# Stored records

####################

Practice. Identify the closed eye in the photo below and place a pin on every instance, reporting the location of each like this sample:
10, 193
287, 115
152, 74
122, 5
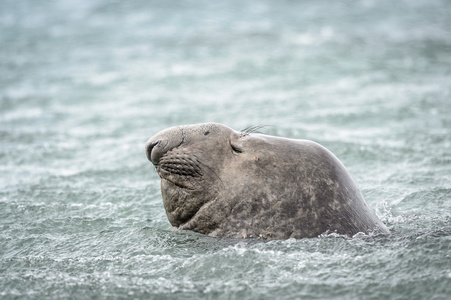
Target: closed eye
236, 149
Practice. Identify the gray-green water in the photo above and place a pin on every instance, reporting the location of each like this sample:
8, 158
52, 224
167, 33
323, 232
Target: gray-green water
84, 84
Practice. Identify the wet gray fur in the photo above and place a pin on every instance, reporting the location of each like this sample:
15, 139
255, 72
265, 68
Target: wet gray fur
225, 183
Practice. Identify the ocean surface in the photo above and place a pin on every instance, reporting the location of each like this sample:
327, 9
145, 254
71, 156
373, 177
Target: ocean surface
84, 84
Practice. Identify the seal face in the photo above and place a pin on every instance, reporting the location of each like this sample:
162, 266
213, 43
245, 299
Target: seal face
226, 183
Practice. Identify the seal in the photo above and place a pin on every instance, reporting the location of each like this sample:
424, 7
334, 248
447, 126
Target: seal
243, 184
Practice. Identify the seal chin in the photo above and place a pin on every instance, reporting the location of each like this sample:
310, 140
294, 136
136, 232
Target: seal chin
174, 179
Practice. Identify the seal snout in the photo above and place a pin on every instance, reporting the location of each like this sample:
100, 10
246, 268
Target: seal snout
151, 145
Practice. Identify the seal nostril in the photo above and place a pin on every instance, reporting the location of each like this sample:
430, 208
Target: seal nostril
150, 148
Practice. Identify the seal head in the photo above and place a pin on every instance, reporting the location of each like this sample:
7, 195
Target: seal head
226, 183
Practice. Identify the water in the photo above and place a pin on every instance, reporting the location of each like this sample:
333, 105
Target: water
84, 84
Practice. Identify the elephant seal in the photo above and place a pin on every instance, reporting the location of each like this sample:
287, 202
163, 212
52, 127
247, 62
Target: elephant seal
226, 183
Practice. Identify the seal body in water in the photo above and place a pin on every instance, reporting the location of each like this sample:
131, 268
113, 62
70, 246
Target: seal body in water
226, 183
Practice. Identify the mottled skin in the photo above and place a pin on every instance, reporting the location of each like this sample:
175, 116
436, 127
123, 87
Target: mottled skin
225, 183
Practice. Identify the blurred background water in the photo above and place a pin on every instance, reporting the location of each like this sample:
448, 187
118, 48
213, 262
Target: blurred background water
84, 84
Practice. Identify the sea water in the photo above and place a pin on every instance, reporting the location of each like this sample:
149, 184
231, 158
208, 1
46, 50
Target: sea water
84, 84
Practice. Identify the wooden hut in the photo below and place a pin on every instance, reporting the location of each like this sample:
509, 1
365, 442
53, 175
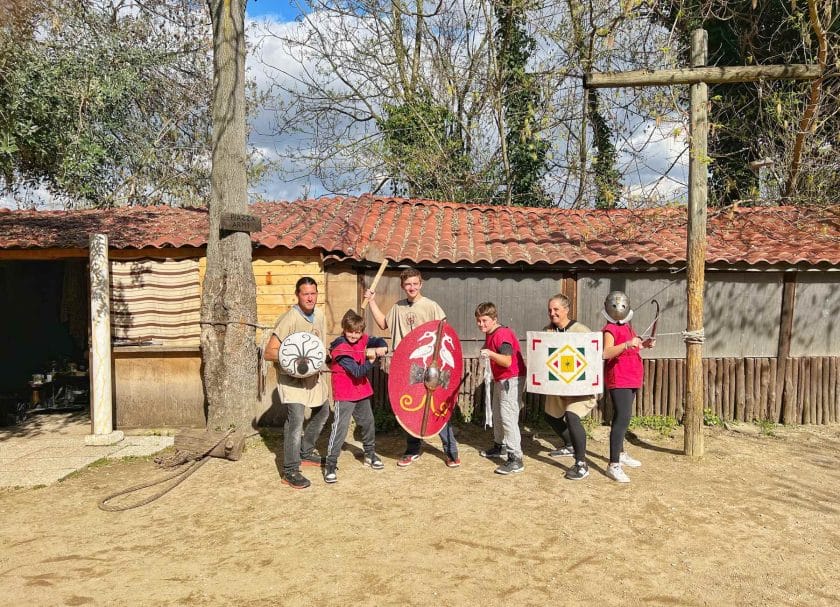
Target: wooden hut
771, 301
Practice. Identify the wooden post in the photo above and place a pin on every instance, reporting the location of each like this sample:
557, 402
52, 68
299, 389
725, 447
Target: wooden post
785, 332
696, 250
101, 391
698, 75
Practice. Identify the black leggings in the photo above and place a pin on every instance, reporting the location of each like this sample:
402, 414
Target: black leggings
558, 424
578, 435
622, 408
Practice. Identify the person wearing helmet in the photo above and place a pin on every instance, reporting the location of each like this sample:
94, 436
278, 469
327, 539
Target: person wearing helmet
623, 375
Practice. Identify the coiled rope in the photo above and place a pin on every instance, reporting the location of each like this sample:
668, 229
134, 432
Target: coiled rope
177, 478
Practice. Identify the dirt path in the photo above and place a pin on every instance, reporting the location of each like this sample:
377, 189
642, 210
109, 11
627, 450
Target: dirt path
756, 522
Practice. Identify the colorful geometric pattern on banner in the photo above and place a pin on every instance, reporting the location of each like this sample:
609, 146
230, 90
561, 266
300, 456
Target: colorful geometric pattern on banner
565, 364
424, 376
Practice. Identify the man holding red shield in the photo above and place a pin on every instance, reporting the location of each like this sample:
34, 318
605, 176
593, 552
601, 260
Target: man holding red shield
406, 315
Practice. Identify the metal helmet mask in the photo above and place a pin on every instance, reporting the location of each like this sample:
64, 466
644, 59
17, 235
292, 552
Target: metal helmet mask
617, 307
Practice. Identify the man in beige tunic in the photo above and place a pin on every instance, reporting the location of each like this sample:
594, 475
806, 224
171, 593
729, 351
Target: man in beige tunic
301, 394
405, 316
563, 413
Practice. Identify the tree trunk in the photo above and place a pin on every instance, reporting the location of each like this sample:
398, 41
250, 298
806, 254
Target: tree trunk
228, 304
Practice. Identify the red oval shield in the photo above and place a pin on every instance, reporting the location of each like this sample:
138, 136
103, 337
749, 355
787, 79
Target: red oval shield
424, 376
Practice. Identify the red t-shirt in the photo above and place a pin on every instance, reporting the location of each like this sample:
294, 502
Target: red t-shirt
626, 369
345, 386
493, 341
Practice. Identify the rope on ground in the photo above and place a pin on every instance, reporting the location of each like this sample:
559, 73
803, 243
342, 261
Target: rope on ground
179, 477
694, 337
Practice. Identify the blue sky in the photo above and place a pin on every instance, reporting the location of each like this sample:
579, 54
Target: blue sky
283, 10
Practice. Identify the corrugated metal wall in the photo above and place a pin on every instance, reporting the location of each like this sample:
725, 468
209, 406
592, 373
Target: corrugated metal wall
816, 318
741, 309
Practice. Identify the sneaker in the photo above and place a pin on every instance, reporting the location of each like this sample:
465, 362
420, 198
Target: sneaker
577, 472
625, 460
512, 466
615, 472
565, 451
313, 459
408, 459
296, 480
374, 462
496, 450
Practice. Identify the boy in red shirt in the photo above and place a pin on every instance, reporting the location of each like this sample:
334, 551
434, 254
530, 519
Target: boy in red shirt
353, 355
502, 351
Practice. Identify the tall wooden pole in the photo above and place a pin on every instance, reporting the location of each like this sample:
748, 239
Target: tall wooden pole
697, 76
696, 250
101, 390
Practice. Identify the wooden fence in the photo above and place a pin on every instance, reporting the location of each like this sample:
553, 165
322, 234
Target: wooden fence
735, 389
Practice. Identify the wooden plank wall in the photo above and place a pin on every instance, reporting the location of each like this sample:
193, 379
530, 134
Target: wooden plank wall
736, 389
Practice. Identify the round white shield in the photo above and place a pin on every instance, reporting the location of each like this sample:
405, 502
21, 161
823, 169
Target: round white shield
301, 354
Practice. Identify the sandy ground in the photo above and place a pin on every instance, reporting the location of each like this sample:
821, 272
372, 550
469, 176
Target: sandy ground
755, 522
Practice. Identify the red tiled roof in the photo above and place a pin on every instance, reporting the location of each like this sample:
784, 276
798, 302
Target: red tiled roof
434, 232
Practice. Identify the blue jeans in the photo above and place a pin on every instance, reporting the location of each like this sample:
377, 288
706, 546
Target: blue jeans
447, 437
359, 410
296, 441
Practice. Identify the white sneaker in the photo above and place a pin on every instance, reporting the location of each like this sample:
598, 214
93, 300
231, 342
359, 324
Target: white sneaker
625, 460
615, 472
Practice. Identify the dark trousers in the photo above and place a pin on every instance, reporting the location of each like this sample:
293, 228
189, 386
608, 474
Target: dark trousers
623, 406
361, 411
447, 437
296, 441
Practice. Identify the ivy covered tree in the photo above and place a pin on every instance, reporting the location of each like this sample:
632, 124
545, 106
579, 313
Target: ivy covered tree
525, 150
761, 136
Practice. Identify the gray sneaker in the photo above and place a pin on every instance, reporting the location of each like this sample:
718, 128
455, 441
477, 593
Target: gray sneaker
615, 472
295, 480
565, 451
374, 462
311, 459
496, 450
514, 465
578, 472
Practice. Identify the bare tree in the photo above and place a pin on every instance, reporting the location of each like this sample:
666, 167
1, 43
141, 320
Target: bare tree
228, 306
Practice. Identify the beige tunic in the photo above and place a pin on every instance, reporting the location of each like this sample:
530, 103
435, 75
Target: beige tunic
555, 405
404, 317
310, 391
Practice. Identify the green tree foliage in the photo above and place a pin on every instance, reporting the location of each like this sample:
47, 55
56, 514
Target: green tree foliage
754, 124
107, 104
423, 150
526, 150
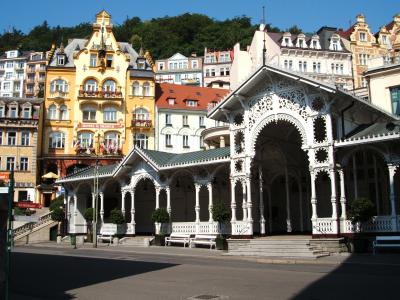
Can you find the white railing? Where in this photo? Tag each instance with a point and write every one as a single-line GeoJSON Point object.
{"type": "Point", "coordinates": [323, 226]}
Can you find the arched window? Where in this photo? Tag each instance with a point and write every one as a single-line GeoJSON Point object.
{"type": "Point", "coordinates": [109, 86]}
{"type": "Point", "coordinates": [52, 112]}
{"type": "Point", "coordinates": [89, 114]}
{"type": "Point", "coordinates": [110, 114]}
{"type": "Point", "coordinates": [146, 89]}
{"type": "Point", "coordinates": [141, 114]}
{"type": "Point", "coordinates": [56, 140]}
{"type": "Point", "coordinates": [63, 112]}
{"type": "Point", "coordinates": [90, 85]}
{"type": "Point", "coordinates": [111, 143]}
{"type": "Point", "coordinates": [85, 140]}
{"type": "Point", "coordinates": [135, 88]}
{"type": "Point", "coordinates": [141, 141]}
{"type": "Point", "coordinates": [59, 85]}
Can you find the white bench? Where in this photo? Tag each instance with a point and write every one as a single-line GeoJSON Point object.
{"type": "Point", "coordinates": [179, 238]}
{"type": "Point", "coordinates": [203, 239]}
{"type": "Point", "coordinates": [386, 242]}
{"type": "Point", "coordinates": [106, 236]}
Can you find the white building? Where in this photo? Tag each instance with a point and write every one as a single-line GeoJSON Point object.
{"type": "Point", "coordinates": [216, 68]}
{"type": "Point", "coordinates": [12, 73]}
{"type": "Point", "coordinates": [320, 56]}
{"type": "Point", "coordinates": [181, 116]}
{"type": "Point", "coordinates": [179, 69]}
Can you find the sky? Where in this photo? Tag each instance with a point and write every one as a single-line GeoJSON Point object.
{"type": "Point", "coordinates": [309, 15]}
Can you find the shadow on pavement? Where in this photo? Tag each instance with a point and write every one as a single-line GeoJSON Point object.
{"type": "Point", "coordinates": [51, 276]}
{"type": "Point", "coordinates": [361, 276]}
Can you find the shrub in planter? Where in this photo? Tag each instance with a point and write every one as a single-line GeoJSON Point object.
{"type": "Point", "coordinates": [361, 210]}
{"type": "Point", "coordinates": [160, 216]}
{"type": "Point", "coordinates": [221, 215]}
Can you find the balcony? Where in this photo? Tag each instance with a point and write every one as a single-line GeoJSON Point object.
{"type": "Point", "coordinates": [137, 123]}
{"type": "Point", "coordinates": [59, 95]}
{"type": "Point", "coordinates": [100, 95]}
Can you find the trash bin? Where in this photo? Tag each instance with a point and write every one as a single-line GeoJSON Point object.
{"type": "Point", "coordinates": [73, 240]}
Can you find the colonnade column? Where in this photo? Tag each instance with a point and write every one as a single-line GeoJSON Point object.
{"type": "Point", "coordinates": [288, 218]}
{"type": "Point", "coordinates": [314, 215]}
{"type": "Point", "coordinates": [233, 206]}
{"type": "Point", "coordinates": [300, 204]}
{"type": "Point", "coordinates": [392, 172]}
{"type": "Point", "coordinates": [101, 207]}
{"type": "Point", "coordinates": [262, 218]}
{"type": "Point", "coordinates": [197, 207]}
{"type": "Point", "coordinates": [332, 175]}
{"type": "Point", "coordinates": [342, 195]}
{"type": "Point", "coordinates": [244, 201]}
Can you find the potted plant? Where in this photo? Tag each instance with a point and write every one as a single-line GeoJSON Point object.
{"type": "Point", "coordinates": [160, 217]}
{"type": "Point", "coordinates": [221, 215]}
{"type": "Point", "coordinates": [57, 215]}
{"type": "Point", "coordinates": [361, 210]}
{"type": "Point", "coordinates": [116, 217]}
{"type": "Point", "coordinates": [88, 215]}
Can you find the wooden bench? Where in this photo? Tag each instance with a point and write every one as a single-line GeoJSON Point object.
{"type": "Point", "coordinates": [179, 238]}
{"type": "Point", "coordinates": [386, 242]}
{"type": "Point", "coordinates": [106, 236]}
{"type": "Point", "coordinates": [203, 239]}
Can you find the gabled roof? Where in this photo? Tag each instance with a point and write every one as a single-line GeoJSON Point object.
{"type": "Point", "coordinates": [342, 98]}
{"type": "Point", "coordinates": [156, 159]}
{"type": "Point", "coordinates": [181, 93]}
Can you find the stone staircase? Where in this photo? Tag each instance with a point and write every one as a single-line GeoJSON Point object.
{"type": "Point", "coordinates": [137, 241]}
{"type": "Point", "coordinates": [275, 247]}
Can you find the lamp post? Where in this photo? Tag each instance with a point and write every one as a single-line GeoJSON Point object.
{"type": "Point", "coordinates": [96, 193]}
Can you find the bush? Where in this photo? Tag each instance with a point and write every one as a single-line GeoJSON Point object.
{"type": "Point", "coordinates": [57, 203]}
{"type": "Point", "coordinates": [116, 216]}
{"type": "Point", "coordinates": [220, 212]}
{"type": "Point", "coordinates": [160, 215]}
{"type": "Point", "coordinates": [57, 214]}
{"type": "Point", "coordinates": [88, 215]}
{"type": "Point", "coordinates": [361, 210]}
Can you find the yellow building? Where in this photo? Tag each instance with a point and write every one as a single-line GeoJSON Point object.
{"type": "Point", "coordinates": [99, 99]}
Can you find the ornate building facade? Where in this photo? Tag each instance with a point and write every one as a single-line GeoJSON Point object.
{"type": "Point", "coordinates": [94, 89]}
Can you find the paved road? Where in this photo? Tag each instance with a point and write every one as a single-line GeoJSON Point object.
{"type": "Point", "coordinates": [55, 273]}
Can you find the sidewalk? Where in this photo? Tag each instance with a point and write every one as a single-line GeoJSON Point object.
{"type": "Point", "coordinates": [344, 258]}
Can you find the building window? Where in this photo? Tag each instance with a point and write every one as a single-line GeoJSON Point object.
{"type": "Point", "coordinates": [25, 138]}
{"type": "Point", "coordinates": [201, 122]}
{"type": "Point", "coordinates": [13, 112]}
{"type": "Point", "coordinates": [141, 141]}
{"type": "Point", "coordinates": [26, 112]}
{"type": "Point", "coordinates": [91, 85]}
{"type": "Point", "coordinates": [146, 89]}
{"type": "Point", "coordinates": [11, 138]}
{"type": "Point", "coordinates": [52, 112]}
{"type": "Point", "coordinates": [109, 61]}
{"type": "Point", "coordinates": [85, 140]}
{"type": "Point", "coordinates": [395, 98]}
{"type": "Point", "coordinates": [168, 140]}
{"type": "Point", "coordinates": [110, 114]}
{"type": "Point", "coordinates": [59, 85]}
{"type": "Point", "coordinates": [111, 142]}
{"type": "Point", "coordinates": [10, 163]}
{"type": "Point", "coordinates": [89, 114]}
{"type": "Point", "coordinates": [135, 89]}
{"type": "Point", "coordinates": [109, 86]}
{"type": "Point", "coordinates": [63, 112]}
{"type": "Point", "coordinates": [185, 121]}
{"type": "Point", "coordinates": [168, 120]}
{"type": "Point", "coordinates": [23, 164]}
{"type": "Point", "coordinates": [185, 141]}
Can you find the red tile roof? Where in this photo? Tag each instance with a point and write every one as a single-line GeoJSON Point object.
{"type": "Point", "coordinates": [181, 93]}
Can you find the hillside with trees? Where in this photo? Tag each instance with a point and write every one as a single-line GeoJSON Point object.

####################

# TASK GOAL
Only the lines that contain the string "below" are to be copied from the records.

# ANSWER BOX
Practice. Identify the closed eye in the photo below and place a pin on every instance, reporting the location of each like this sample:
Practice. Identify the wooden hut in the photo below and place a pin on every instance, reporting the location of each like this sample:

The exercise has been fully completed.